## Text block
▼
Four groups of 25 female Charles River CD SD rats (193-236 g,
9-11 weeks old) were administered dose levels of 0 (vehicle), 7.5,
15 or 30 mg (99.0-99.8% purity) thiram/kg bw/day by gavage on day 6
through 15 of gestation. Pre-pairing acclimatization was for 5 days.
Test solutions (dosage volume, 10 ml/kg bw) were prepared in a 0.5%
w/v CMC and 0.5% w/v Tween 80 vehicle. All females were killed on
day 20 of gestation for examination of their uterine contents.
Analyses showed that the concentrations of test substance in the
test mixtures were 0.62-0.75 mg/ml, 1.47-1.49 mg/ml, and 2.88-2.91
mg/ml of intended concentrations of 0.75, 1.5, and 3.0 mg/ml,
respectively. The test substance was stable at room temperature
throughout the study. The concentration of tetramethylthiuram
monosulphide was less than 0.01%.
With the exception of a dosage-related incidence in the number
of females showing areas of hair loss on head, neck, back, and/or
limbs, the general condition of females was comparable in all
groups. At 15 and 30 mg/kg bw/day a transient, dose-related, loss of
body-weight was observed. At 7.5 mg/kg bw/day the rate of weight
gain was slightly, but significantly, reduced during the treatment
period, but subsequent weight gain was similar to that of the
controls. There were no adverse effects upon implantation or upon
fetal survival, but fetal and placental weights were significantly
reduced at 30 mg/kg bw/day. Placental weights were also slightly,
but significantly, reduced in the 7.5 and 15 mg/kg bw/day animals,
and foetal weight was slightly reduced at 15 mg/kg bw/day, but these
values were within historical control ranges. At 30 mg/kg bw/day
there was evidence of fetal immaturity e.g., reduced skeletal
ossification and increased incidence of space between the body wall
and organs, and there was a slightly increased incidence of
subcutaneous oedema. At 15 and 30 mg/kg bw/day the incidence of 13th
ribs of reduced size was slightly increased, but was not related to
dosage. Three foetuses with diaphragmatic hernia were observed, two
at 7.5 and one at 30 mg/kg bw/day. The NOAEL for fetal toxicity was
7.5 mg/kg bw/day. Reduced maternal body weight and placental weight
precluded the establishment of a NOAEL for maternal toxicity. The
toxic effects (immaturity and increased incidence of 13th ribs of
reduced size) at higher doses were considered a result of maternal
toxicity (Tesh et al., 1988a).
Rabbits
In a preliminary oral teratology study female New Zeeland white
rabbits (18-24 months old 3.4-4.5 kg) were artificially inseminated.
▲
## Dataset records
▼
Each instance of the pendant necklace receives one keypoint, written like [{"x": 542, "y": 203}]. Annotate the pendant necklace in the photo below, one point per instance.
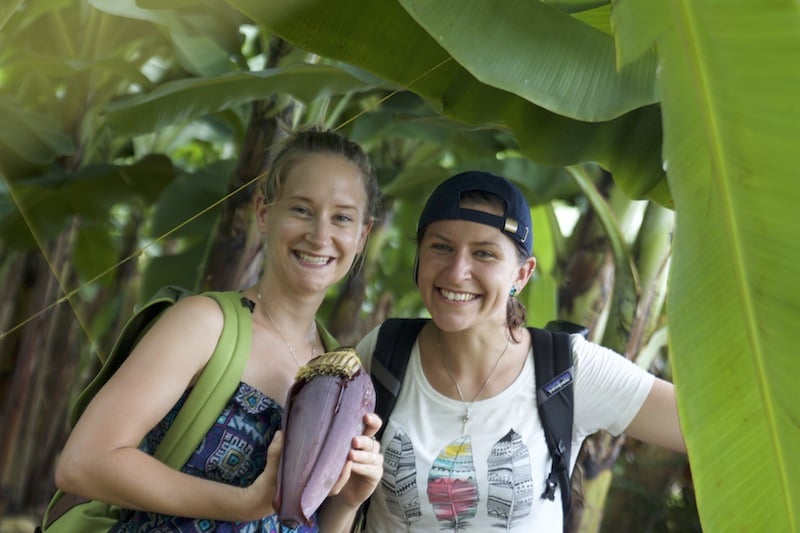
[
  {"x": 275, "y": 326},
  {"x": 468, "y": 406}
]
▲
▼
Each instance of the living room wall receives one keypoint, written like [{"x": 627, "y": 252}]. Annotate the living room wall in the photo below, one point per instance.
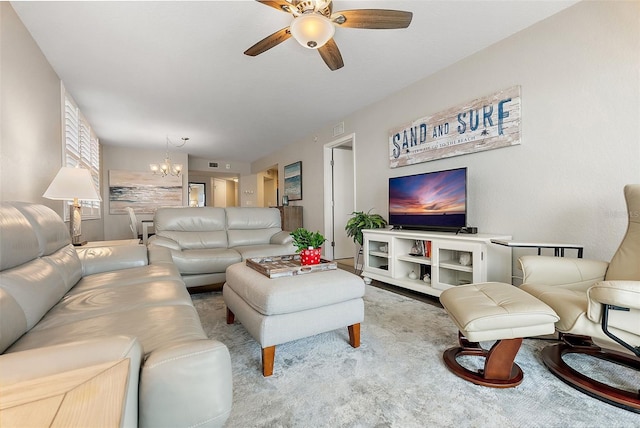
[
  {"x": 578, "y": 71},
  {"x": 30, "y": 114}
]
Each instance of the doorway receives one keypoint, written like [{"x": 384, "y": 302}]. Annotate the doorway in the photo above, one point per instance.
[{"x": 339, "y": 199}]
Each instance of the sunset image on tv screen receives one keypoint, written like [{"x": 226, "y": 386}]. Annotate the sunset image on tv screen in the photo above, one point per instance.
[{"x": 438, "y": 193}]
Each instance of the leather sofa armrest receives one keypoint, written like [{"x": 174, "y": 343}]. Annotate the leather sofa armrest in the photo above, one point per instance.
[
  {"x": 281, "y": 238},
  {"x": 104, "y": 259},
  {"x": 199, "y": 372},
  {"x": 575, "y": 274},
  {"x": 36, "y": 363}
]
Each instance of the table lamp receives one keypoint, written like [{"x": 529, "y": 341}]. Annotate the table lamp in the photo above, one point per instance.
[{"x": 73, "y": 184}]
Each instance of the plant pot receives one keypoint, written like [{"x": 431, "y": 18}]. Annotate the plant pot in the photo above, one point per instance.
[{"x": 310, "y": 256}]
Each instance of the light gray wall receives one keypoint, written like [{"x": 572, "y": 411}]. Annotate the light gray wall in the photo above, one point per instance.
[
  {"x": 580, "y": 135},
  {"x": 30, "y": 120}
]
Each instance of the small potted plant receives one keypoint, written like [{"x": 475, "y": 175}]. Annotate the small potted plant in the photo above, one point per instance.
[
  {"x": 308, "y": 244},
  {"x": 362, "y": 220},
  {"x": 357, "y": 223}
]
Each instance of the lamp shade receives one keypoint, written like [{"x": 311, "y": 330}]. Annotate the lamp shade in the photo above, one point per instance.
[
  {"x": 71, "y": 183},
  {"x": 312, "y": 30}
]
▲
## Work item A
In the thiram passage, what was the NOAEL for fetal toxicity?
## Work item B
Print, word for word, the stretch of the thiram passage from "Four groups of" through "less than 0.01%.".
The material has no connection to the thiram passage.

## Reply A
7.5 mg/kg bw/day.

## Reply B
Four groups of 25 female Charles River CD SD rats (193-236 g,
9-11 weeks old) were administered dose levels of 0 (vehicle), 7.5,
15 or 30 mg (99.0-99.8% purity) thiram/kg bw/day by gavage on day 6
through 15 of gestation. Pre-pairing acclimatization was for 5 days.
Test solutions (dosage volume, 10 ml/kg bw) were prepared in a 0.5%
w/v CMC and 0.5% w/v Tween 80 vehicle. All females were killed on
day 20 of gestation for examination of their uterine contents.
Analyses showed that the concentrations of test substance in the
test mixtures were 0.62-0.75 mg/ml, 1.47-1.49 mg/ml, and 2.88-2.91
mg/ml of intended concentrations of 0.75, 1.5, and 3.0 mg/ml,
respectively. The test substance was stable at room temperature
throughout the study. The concentration of tetramethylthiuram
monosulphide was less than 0.01%.